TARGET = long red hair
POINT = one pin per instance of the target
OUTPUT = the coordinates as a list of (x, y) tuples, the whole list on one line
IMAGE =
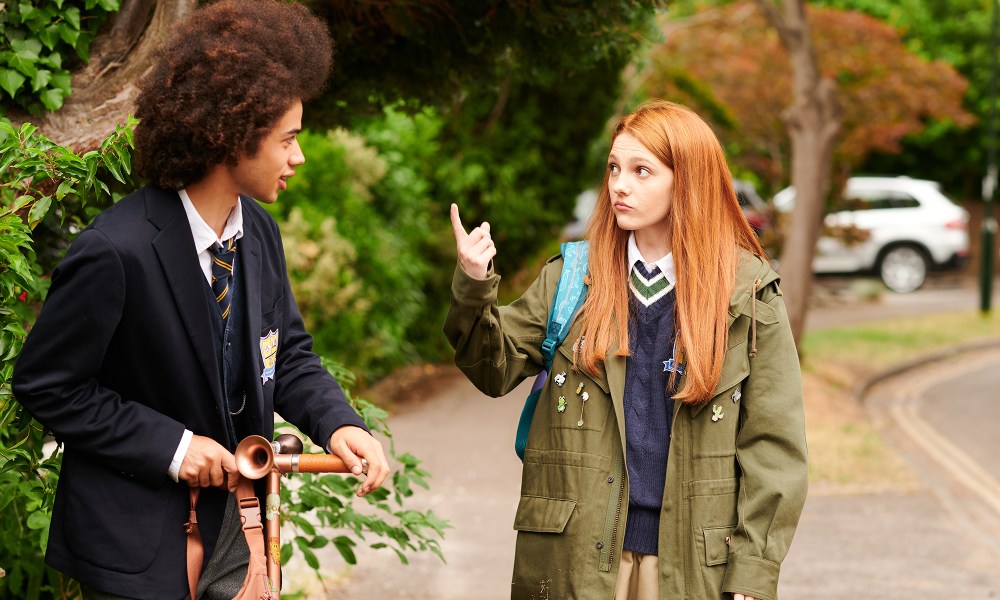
[(708, 230)]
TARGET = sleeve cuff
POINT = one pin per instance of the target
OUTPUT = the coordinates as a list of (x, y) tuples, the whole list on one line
[(470, 291), (175, 465), (751, 575)]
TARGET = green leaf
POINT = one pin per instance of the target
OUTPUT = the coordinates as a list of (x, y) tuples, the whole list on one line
[(26, 9), (346, 551), (54, 60), (10, 81), (25, 63), (309, 555), (52, 98), (21, 202), (41, 79), (49, 36), (39, 210), (69, 34), (38, 519), (62, 80), (7, 160), (29, 47), (66, 187)]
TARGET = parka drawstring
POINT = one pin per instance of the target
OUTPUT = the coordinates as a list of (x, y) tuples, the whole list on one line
[(753, 319)]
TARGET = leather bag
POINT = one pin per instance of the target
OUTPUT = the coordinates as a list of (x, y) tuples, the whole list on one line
[(256, 586)]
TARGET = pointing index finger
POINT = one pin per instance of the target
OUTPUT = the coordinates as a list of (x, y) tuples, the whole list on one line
[(456, 224)]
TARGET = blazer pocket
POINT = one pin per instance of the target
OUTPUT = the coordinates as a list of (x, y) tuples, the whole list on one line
[(271, 318), (543, 515), (113, 521)]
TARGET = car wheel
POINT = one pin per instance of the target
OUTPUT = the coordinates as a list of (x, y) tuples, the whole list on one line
[(903, 269)]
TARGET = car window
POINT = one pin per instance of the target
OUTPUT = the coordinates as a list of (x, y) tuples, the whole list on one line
[(881, 200)]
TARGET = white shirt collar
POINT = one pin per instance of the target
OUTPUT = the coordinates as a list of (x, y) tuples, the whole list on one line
[(204, 236), (666, 263)]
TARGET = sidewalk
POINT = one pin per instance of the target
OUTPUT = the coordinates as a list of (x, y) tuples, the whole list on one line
[(887, 543)]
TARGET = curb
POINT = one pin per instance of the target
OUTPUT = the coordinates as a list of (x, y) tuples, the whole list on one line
[(861, 390)]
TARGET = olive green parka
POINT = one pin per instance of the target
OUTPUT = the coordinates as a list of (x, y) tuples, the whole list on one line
[(736, 472)]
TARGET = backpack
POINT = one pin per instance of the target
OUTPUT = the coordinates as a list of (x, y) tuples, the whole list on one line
[(570, 294)]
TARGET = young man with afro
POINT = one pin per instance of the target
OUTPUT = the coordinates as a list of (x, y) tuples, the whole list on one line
[(170, 331)]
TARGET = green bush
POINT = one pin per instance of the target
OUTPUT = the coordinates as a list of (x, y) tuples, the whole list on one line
[(356, 220), (41, 182), (40, 40)]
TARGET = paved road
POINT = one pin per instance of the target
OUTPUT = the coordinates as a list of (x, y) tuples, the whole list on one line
[(865, 546), (938, 540)]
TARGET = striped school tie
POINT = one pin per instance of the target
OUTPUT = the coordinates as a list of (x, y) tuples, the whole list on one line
[(223, 258), (648, 286)]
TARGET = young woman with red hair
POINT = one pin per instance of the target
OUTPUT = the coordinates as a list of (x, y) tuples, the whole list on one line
[(667, 453)]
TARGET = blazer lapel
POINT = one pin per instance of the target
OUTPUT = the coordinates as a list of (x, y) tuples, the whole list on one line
[(250, 253), (174, 247)]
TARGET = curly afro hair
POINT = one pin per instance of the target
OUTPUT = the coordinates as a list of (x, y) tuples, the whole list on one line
[(221, 81)]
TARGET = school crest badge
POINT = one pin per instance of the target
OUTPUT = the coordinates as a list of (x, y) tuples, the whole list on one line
[(268, 355)]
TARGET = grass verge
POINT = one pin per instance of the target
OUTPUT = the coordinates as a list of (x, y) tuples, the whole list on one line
[(846, 453)]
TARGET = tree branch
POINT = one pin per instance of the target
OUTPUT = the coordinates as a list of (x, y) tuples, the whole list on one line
[(103, 90)]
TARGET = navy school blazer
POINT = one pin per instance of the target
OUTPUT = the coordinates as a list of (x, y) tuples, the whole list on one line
[(121, 360)]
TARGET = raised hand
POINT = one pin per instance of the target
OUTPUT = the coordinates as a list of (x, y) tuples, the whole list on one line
[(475, 248)]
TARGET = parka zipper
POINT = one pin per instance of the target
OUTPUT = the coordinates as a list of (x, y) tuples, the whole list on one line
[(614, 519)]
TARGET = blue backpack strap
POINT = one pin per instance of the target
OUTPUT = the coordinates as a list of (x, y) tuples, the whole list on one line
[(570, 295)]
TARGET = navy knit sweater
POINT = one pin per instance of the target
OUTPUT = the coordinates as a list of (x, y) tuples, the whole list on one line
[(648, 417)]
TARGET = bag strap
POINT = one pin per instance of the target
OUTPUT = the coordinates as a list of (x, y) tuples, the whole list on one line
[(195, 548), (253, 530), (570, 295)]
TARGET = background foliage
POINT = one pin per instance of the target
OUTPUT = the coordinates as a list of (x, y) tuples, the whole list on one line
[(732, 66), (40, 43)]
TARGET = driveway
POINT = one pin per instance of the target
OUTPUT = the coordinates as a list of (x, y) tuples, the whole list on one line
[(857, 546)]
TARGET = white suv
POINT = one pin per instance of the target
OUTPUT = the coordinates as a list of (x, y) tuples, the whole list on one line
[(911, 228)]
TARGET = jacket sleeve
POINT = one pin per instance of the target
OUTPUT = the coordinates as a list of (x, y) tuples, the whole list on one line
[(56, 376), (498, 346), (771, 452), (306, 395)]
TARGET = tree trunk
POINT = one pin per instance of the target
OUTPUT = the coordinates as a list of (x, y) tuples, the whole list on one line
[(813, 122), (104, 89)]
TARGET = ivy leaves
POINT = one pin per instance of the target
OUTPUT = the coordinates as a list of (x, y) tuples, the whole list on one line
[(39, 40)]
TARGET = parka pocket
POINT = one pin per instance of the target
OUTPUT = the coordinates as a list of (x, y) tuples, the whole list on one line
[(543, 515)]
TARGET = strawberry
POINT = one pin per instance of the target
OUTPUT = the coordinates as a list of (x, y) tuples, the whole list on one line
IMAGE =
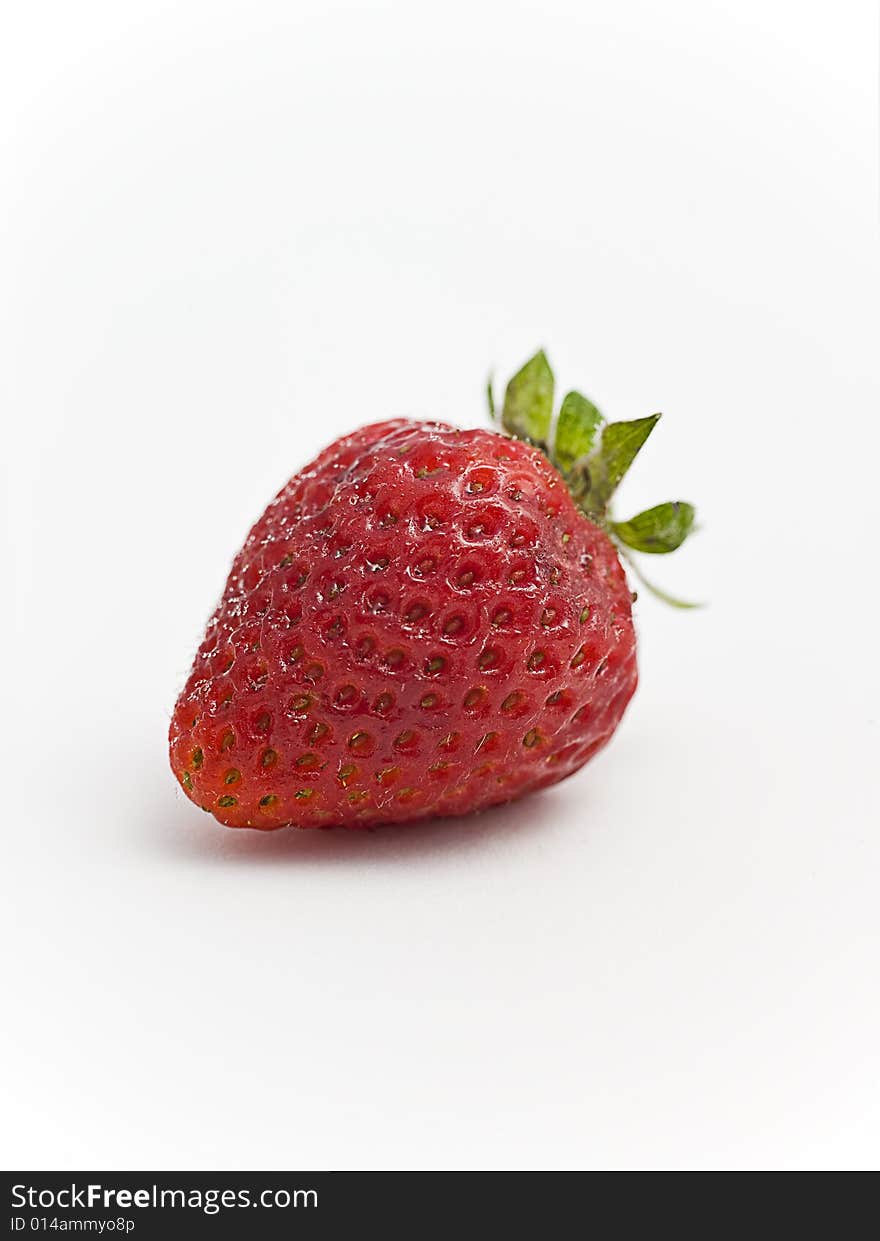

■ Stated task ■
Reproduce all of the items above verbatim, line by line, omitting the pictures.

■ Task result ■
TARGET = long red hair
POINT = one pin per instance of the target
OUTPUT = the coordinates as a list of (x, y) tuples, the whole list on one line
IMAGE =
[(708, 230)]
TARGET = sleeve cuff
POINT = one pin per instance of the target
OUTPUT = the coordinates as a list of (x, y) tuples, the whole list on one line
[(470, 291), (175, 465), (751, 575)]
TARGET = green leaf
POINT = one pin per instance of the target
OUTPUT = the coordinates as a list of (x, y) tuples, the whole list on one line
[(26, 9), (346, 551), (54, 60), (10, 81), (25, 63), (309, 555), (52, 98), (21, 202), (41, 79), (49, 36), (39, 210), (69, 34), (38, 519), (62, 80), (7, 160), (29, 47), (66, 187)]
TARGET = parka drawstring
POINT = one pin per instance of the target
OUTPUT = the coordinates as a list of (x, y) tuples, the whole list on one line
[(753, 319)]
TARGET = leather bag
POINT = one pin per instance of the target
OUTPUT = the coordinates as a list of (x, y) tuples, the whole list on one line
[(256, 586)]
TARGET = pointing index finger
POINT = one pin per instance of the target
OUTPUT = the coordinates as a list of (x, y) tuples, the whole list on one line
[(456, 224)]
TARGET = blazer pocket
POINT = one pin per instance of the target
OUTPUT = the coordinates as a list of (x, y) tuples, the whole list on one line
[(271, 318), (543, 515), (113, 521)]
TARGET = car wheel
POINT = one pin per instance of the target
OUTPUT = the coordinates as a list of (x, y) tuples, the whole list on one line
[(903, 269)]
TARGET = car window
POINT = one pin per instance of the target
OUTPUT = the coordinates as a list of (x, y) tuples, the whole list on one line
[(881, 200)]
TARGET = white shirt collar
POINT = one pin per instance of the target
OUTPUT = the coordinates as a list of (x, y) tuples, the whole list on one line
[(204, 236), (666, 263)]
TARGET = sidewalk
POINT = one pin per instance of the target
OUTPUT = the coordinates as a list of (x, y) tuples, the whole list on one line
[(887, 543)]
TARGET = curb
POINT = one pin per instance of the target
OUTPUT = the coordinates as a list of (x, y) tuples, the whole list on one line
[(861, 390)]
TARGET = olive green parka
POINT = one pin per instance of the target
OUTPUT = the coordinates as a list of (x, y) tuples, the whole list on one line
[(736, 472)]
TARGET = backpack
POINT = one pin per instance of the target
OUTPUT = the coordinates as a list of (x, y) tuples, the whole list on one line
[(570, 294)]
TARGET = young man with afro
POINT = one pin per instance of the target
OUTPUT = the coordinates as a list of (x, y) tuples, the whole list on one line
[(170, 331)]
TARGET = green bush
POINT = one pin per instance of the target
OUTPUT = the coordinates as a list of (x, y) tuples, the whole list on one line
[(356, 220), (41, 182), (40, 40)]
TARGET = paved road
POINT = one pin per instance of the target
OUTPUT = the coordinates as a list of (x, y) tuples, the whole list on one line
[(865, 546), (938, 540)]
TARGET = striped school tie
POINT = one pin per instance of the target
OUTPUT = the coordinates as a list of (x, y) tuples, the whole list on one line
[(223, 258), (648, 286)]
TARGET = young woman with red hair
POINT = one pin per instance of the target
OUTPUT = the coordinates as a list of (x, y) tuples, the whole list on one line
[(667, 453)]
TARGET = blazer lapel
POINT = one pin per instance of the target
OUTPUT = the coordinates as a list of (x, y) tuples, the whole list on one line
[(250, 253), (174, 247)]
TARGET = curly afro hair
POINT = one pin per instance of the target
OUTPUT = the coordinates as a list of (x, y) tuples, the whole list on one line
[(221, 81)]
TARGET = school crest badge
POINT = one pin per instance of the target
OUTPUT = the coordinates as a list of (x, y) tuples, the whole list on one line
[(268, 355)]
TARGET = grass verge
POINT = one pin per instance of the target
OUTPUT = the coordinates as a list of (x, y) tuples, the whole list on one line
[(846, 453)]
TARGET = tree branch
POINT = one pin per instance of the target
OUTPUT = the coordinates as a list of (x, y) tuples, the whole list on one line
[(103, 90)]
TARGET = navy school blazer
POINT = one pin per instance of the target
OUTPUT = the coordinates as a list of (x, y) tuples, the whole list on one line
[(121, 360)]
TARGET = raised hand
POINT = one pin per instance of the target
OUTPUT = the coordinates as a list of (x, y) tuples, the whole list on one line
[(475, 248)]
TARGET = parka zipper
POINT = one pin per instance of the target
OUTPUT = the coordinates as a list of (x, y) tuples, the whole list on one line
[(614, 519)]
TARGET = blue backpack strap
POINT = one pin per instance of the target
OUTPUT = the coordinates as a list of (x, y) tuples, the whole list on one line
[(570, 295)]
TARGET = navy knit sweater
POINT = one pin per instance of the target
OUTPUT = the coordinates as a list of (x, y) tuples, the whole list on one line
[(648, 417)]
TARGET = bag strap
POINT = one pin per instance of the target
OUTPUT = the coordinates as a list of (x, y) tuples, the whole list on one line
[(195, 548), (253, 530), (570, 295)]
TARGET = background foliage
POINT = one pin per instance of the target
OUTPUT = the coordinates as a list of (x, y) tuples, the whole list on one line
[(732, 66), (40, 43)]
TARGET = driveway
POINT = one pin per instance of the target
OUTPUT = the coordinates as a list of (x, y) tuples, the whole list on one line
[(857, 546)]
TARGET = white suv
POINT = one pin per instance of the target
OUTPUT = the coordinates as a list of (x, y) tuples, the whole list on one line
[(911, 228)]
TARGET = jacket sleeve
POINT = one pin per instance of the target
OUTPUT = the coordinates as a list of (x, y) tuples, the whole list on one line
[(56, 376), (498, 346), (771, 452), (306, 395)]
TARGET = tree trunk
POINT = one pin per instance of the target
OUTPUT = the coordinates as a list of (x, y) tuples, the whole list on one line
[(813, 122), (104, 89)]
TARGET = ivy leaves
POINT = one pin per instance of the target
OUTPUT = the coordinates as a list of (x, y) tuples, the whole list on one line
[(39, 40)]
TARGET = parka pocket
POINT = one pin per instance of the target
OUTPUT = the coordinates as a list of (x, y) tuples, the whole list on one line
[(543, 515)]
TARGET = strawberry
POINT = one pin per instance of the target
OUTPUT = the coordinates as a list of (x, y) tuples, the whole list on one line
IMAGE =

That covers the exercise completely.